== EXERCISE BRIEF ==
Can you copy out the records below, from their start through the line containing "x=940, y=656", leaving the picture out of your answer?

>> Start RAW RECORDS

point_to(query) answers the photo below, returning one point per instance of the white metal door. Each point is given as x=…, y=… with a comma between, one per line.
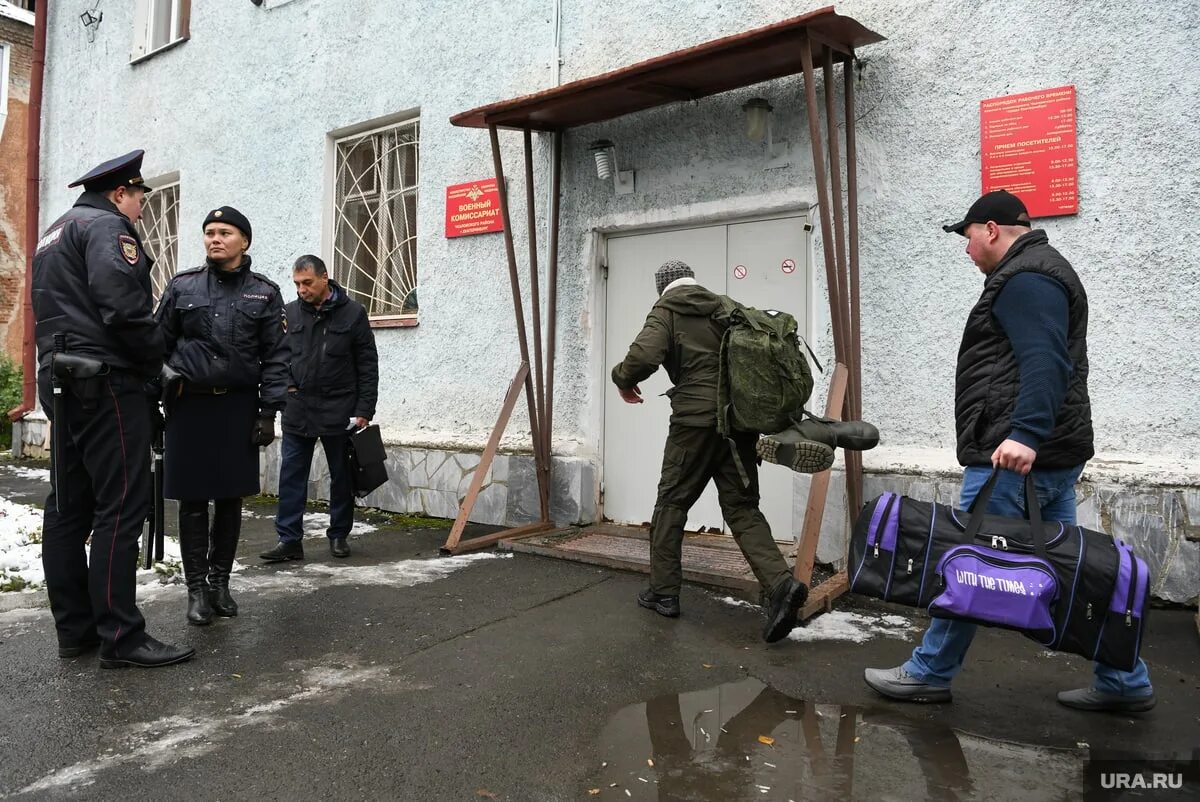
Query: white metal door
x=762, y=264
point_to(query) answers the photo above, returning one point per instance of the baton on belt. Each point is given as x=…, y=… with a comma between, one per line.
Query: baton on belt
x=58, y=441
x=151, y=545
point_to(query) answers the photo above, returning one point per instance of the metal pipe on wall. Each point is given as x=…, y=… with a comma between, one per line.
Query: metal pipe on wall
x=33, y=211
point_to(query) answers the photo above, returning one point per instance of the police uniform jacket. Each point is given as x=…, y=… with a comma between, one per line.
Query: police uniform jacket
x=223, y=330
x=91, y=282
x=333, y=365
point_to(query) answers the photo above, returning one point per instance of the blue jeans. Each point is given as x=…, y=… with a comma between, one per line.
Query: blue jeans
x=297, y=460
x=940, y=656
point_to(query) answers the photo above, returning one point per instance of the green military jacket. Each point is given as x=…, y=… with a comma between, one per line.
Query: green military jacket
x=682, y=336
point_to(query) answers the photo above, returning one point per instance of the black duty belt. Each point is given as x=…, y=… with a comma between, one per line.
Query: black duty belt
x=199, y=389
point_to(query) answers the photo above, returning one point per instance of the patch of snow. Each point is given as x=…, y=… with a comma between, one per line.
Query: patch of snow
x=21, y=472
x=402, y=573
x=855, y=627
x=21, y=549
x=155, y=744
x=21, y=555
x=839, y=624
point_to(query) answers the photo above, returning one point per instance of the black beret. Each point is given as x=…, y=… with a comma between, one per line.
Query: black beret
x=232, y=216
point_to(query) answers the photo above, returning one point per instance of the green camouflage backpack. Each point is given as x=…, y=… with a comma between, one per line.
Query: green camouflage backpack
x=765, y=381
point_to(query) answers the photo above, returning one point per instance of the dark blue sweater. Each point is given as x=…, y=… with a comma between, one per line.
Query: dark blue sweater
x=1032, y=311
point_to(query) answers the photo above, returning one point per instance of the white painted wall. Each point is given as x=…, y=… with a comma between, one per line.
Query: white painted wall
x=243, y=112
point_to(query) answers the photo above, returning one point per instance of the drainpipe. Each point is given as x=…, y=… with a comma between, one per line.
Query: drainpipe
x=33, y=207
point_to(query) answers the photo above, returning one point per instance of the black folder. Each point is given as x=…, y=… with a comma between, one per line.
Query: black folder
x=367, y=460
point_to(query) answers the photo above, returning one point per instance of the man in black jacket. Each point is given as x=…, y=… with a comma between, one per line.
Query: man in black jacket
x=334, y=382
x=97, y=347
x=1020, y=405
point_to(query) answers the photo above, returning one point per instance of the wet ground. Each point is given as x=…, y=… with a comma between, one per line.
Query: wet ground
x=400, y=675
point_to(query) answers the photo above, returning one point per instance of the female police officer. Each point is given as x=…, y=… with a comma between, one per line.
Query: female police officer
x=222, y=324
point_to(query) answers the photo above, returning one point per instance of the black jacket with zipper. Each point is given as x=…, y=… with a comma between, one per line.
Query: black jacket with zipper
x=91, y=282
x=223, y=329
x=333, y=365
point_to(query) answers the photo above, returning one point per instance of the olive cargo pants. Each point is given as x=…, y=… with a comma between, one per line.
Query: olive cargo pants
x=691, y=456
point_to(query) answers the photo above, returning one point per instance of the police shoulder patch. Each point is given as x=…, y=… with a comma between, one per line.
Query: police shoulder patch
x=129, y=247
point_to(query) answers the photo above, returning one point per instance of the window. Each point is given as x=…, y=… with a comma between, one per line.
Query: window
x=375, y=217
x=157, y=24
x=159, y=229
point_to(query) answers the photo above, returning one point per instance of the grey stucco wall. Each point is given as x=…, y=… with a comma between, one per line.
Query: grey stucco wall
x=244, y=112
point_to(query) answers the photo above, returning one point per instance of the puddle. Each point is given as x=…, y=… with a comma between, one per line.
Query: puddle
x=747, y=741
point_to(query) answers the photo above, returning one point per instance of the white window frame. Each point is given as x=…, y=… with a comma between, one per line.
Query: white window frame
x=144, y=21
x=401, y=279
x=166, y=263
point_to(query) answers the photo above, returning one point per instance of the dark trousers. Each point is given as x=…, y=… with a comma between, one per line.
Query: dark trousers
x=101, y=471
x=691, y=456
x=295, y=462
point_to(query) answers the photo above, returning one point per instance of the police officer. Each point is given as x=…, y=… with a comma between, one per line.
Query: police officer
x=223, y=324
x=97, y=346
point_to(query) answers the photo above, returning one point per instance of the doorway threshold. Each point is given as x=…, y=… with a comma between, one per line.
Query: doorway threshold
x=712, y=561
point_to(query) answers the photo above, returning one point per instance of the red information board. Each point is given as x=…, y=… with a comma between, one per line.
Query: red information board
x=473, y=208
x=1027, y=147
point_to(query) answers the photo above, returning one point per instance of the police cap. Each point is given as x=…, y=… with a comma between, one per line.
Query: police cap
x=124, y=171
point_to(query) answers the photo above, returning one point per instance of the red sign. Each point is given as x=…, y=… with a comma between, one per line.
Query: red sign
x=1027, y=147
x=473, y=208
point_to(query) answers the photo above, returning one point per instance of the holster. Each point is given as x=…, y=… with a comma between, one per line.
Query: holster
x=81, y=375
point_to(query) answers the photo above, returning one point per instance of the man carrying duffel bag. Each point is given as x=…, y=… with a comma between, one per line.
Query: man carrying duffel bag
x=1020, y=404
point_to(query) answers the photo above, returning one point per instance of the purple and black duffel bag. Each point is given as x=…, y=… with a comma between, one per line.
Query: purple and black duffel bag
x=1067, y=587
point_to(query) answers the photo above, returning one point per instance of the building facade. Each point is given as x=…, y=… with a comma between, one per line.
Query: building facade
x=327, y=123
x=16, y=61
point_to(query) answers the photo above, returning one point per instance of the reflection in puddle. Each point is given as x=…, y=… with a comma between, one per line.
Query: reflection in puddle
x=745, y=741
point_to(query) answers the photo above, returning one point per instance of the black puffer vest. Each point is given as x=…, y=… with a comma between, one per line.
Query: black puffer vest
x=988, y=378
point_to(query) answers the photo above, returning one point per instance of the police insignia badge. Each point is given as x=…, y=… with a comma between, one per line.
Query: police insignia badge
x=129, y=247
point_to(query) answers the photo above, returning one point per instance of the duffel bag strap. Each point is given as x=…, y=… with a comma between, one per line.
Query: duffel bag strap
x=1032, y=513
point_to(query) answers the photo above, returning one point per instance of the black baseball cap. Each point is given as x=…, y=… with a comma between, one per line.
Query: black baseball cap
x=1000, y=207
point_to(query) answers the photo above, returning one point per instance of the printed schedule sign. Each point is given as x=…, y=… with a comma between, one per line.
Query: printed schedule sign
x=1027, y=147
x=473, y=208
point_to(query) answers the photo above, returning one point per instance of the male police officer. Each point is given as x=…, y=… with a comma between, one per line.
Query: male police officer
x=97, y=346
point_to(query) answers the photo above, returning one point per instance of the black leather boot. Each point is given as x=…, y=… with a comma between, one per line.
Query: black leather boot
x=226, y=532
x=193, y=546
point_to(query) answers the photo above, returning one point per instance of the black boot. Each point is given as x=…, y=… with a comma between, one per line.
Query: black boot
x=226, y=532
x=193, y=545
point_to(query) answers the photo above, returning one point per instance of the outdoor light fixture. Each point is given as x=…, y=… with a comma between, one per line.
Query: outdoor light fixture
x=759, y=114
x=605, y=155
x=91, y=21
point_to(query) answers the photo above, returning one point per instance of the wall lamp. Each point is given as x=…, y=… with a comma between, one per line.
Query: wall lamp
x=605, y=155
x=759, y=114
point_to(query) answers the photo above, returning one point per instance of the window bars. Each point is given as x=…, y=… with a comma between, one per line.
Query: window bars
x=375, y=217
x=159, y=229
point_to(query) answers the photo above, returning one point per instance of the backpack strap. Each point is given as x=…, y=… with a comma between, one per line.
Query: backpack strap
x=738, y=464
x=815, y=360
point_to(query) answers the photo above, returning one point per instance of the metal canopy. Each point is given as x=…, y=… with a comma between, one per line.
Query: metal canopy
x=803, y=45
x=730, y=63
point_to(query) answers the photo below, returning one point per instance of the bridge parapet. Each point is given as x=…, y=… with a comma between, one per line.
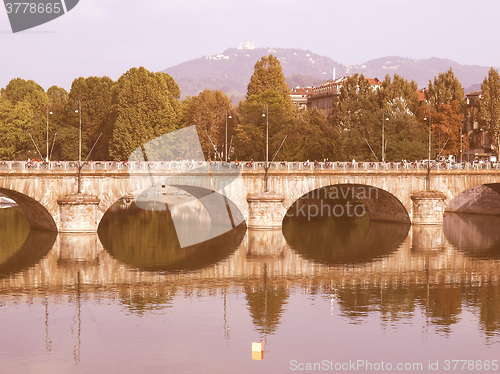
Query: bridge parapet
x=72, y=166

>> End RAW RECORDS

== TASK RESULT ==
point_to(query) answers the photo below, returning one point per instance of the white metal door. Each point is given as x=…, y=… with a comma between, one per line.
Query: white metal door
x=762, y=264
point_to(query) answers the photo above, returning one point per instance of the baton on belt. Each point is given as x=…, y=… with a comma between, one per line.
Query: baton on belt
x=58, y=441
x=151, y=545
point_to(query) answers the photo above, returning one point per instance of the metal pipe on wall. Each point is given as x=…, y=… with a comma between, one per line.
Query: metal pipe on wall
x=33, y=211
point_to(query) answers the photo above, returning one point per instance of the police uniform jacket. Each point is given as x=…, y=… with a comma between, one per line.
Query: police uniform jacket
x=223, y=330
x=91, y=282
x=333, y=365
point_to(query) answers the photo above, returning one point per instance of the blue jeans. Each point is given as x=…, y=… with a comma between, one per line.
Query: blue jeans
x=297, y=460
x=940, y=656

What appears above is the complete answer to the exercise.